***** INPUT ROWS *****

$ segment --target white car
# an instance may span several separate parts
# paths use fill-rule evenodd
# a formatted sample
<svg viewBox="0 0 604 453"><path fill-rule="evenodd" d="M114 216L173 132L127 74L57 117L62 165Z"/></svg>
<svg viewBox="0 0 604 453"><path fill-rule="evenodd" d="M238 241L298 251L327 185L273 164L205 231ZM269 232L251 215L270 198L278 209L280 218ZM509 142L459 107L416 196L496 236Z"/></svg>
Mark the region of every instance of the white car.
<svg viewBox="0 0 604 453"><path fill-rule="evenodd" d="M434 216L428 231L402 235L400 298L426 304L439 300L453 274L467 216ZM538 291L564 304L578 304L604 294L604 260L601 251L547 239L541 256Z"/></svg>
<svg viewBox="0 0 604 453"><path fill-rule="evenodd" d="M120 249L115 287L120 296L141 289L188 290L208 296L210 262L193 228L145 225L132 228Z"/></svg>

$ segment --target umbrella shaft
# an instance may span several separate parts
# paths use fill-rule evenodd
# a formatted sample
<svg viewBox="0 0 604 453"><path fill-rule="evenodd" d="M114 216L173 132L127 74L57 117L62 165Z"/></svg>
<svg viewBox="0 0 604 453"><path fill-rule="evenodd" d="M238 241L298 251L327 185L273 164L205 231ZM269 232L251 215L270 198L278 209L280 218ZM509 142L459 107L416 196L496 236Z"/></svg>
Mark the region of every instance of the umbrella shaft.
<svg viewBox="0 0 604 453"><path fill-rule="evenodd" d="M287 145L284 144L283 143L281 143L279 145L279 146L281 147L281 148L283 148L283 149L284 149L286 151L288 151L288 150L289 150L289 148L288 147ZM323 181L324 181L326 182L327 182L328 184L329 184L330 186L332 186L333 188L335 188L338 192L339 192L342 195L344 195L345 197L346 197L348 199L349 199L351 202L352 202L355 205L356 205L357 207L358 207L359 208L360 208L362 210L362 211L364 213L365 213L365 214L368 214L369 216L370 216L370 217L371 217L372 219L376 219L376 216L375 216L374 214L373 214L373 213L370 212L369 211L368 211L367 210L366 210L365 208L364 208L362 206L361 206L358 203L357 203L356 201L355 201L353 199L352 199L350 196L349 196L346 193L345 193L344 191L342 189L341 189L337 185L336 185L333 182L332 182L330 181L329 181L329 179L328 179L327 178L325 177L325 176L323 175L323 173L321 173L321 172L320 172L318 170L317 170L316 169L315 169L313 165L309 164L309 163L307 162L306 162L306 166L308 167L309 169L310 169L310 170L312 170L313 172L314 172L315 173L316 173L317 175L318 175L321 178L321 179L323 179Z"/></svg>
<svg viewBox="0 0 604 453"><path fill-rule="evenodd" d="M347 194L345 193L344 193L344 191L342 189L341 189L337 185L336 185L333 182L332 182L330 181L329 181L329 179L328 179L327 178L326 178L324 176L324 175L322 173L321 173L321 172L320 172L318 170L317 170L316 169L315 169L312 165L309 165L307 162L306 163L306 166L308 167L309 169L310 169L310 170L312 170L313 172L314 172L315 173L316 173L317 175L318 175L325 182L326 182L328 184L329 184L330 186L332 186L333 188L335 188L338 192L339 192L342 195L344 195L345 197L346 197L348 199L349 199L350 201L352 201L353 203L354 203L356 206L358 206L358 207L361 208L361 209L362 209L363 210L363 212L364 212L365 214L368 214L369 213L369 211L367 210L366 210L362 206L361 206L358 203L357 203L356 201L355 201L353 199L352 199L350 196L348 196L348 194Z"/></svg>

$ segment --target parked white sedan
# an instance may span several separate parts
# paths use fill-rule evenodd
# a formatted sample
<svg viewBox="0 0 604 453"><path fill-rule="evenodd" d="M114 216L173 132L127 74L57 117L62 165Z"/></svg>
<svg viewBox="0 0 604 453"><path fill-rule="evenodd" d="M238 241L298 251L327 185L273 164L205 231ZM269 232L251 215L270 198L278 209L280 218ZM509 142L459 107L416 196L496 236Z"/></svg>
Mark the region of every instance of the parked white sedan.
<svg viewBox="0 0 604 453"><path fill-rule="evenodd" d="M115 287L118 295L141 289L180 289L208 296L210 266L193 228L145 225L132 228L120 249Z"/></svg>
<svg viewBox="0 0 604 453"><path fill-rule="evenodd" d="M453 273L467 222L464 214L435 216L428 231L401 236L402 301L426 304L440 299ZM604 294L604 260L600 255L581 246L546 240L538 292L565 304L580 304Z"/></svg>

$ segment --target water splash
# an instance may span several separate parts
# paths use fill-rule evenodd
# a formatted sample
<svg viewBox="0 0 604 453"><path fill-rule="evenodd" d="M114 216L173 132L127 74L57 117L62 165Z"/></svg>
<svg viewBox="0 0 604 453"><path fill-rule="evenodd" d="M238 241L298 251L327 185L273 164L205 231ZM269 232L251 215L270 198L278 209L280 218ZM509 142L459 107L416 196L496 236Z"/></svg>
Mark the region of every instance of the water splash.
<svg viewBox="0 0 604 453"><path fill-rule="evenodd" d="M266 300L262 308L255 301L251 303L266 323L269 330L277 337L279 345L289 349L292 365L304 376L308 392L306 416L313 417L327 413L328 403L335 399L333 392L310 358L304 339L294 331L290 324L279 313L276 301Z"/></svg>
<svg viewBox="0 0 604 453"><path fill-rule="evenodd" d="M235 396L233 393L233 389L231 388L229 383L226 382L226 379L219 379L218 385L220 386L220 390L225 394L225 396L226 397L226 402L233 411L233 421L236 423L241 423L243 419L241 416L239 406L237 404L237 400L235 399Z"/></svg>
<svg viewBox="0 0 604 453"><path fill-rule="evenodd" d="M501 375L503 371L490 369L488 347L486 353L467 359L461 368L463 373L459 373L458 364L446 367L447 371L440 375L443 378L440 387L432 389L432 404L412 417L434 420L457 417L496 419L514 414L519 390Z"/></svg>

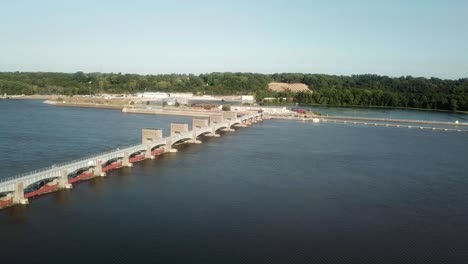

*****

# [TASK REQUIREMENTS]
Edit the rows above so that "Mark the region" becomes "Outline the area" everywhere it appears, with every other line unchanged. Leave the pictures out of your answer.

# [ANSWER FOR THE TASK]
$ segment --target white car
# an instance may span several separate parts
# paths use fill-rule evenodd
# a formatted sample
<svg viewBox="0 0 604 453"><path fill-rule="evenodd" d="M114 216L173 132L127 74L57 117L62 165Z"/></svg>
<svg viewBox="0 0 604 453"><path fill-rule="evenodd" d="M238 241L298 251L327 185L273 164L205 231ZM269 232L251 215L270 198L278 209L280 218ZM509 142L459 107L416 196L496 236Z"/></svg>
Outline the area of every instance of the white car.
<svg viewBox="0 0 604 453"><path fill-rule="evenodd" d="M434 216L428 231L402 235L400 298L426 304L439 300L453 274L467 216ZM538 291L564 304L578 304L604 294L604 260L601 251L547 239L541 256Z"/></svg>
<svg viewBox="0 0 604 453"><path fill-rule="evenodd" d="M120 249L115 287L120 296L141 289L188 290L208 296L210 262L193 228L145 225L132 228Z"/></svg>

$ segment --target umbrella shaft
# an instance may span several separate parts
# paths use fill-rule evenodd
# a formatted sample
<svg viewBox="0 0 604 453"><path fill-rule="evenodd" d="M114 216L173 132L127 74L57 117L62 165Z"/></svg>
<svg viewBox="0 0 604 453"><path fill-rule="evenodd" d="M238 241L298 251L327 185L273 164L205 231ZM269 232L251 215L270 198L278 209L280 218ZM509 142L459 107L416 196L496 236Z"/></svg>
Outline the area of every instance of the umbrella shaft.
<svg viewBox="0 0 604 453"><path fill-rule="evenodd" d="M287 145L284 144L283 143L281 143L279 145L279 146L281 147L281 148L283 148L283 149L284 149L286 151L288 151L288 150L289 150L289 148L288 147ZM323 181L324 181L326 182L327 182L328 184L329 184L330 186L332 186L333 188L335 188L338 192L339 192L342 195L344 195L345 197L346 197L348 199L349 199L351 202L352 202L355 205L356 205L357 207L358 207L359 208L360 208L362 210L362 211L364 213L365 213L365 214L368 214L369 216L370 216L370 217L371 217L372 219L376 219L376 216L375 216L374 214L373 214L373 213L370 212L369 211L368 211L367 210L366 210L365 208L364 208L362 206L361 206L358 203L357 203L356 201L355 201L353 199L352 199L350 196L349 196L346 193L345 193L344 191L342 189L341 189L337 185L336 185L333 182L332 182L330 181L329 181L329 179L328 179L327 178L325 177L325 176L323 175L323 173L321 173L321 172L320 172L318 170L317 170L316 169L315 169L313 165L309 164L309 163L307 162L306 162L306 166L308 167L309 169L310 169L310 170L312 170L313 172L314 172L315 173L316 173L317 175L318 175L321 178L321 179L323 179Z"/></svg>
<svg viewBox="0 0 604 453"><path fill-rule="evenodd" d="M347 194L345 193L344 193L344 191L342 189L341 189L337 185L336 185L333 182L332 182L330 181L329 181L329 179L328 179L327 178L326 178L324 176L324 175L322 173L321 173L321 172L320 172L318 170L317 170L316 169L315 169L312 165L309 165L307 162L306 163L306 166L308 167L309 169L310 169L310 170L312 170L313 172L314 172L315 173L316 173L317 175L318 175L325 182L326 182L328 184L329 184L330 186L332 186L333 188L335 188L338 192L339 192L342 195L344 195L345 197L346 197L348 199L349 199L350 201L352 201L353 203L354 203L356 206L358 206L358 207L361 208L361 209L362 209L363 210L363 212L364 212L365 214L368 214L369 213L369 211L367 210L366 210L362 206L361 206L358 203L357 203L356 201L355 201L353 199L352 199L350 196L348 196L348 194Z"/></svg>

$ segment --target parked white sedan
# an instance may span several separate parts
# paths use fill-rule evenodd
# a formatted sample
<svg viewBox="0 0 604 453"><path fill-rule="evenodd" d="M114 216L173 132L127 74L57 117L62 165Z"/></svg>
<svg viewBox="0 0 604 453"><path fill-rule="evenodd" d="M238 241L298 251L327 185L273 164L205 231ZM269 232L251 215L270 198L278 209L280 218ZM509 142L459 107L416 196L496 236Z"/></svg>
Outline the area of every instance of the parked white sedan.
<svg viewBox="0 0 604 453"><path fill-rule="evenodd" d="M115 287L118 295L141 289L180 289L208 296L210 266L193 228L145 225L132 228L120 249Z"/></svg>
<svg viewBox="0 0 604 453"><path fill-rule="evenodd" d="M453 273L467 222L464 214L435 216L428 231L401 236L402 301L426 304L440 299ZM604 294L604 260L600 255L581 246L546 240L538 292L565 304L580 304Z"/></svg>

$ segment --target water splash
# an instance may span several separate parts
# paths use fill-rule evenodd
# a formatted sample
<svg viewBox="0 0 604 453"><path fill-rule="evenodd" d="M114 216L173 132L127 74L57 117L62 165Z"/></svg>
<svg viewBox="0 0 604 453"><path fill-rule="evenodd" d="M238 241L298 251L327 185L273 164L205 231ZM269 232L251 215L270 198L278 209L280 218ZM509 142L459 107L416 196L496 236Z"/></svg>
Outline the area of every instance of the water splash.
<svg viewBox="0 0 604 453"><path fill-rule="evenodd" d="M266 300L262 308L255 301L251 303L266 323L269 330L277 337L279 345L289 349L292 365L304 376L308 392L306 416L313 417L327 413L328 403L335 399L333 392L310 358L304 339L294 331L290 324L279 313L276 301Z"/></svg>
<svg viewBox="0 0 604 453"><path fill-rule="evenodd" d="M235 396L233 393L233 389L231 388L229 383L226 382L226 379L219 379L218 385L220 386L220 390L225 394L225 396L226 397L226 402L233 411L233 421L236 423L241 423L243 419L241 416L239 406L237 404L237 400L235 399Z"/></svg>
<svg viewBox="0 0 604 453"><path fill-rule="evenodd" d="M501 375L503 371L490 369L488 347L486 353L467 359L461 368L463 373L459 373L458 364L446 367L447 371L440 375L443 378L440 387L432 389L432 404L412 417L434 420L457 417L496 419L514 414L519 390Z"/></svg>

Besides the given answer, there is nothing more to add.